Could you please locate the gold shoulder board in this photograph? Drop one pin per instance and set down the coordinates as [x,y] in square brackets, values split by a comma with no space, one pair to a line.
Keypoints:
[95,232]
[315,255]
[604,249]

*Task prompt*. Extract the listing in its entirety, matching it exactly.

*Answer section*.
Could you please locate the gold shoulder board in this photograph? Drop one pin per instance and set down the coordinates as [x,y] in square brackets, values split by a comma with no space, one pair to a line.
Keypoints:
[95,232]
[315,255]
[604,249]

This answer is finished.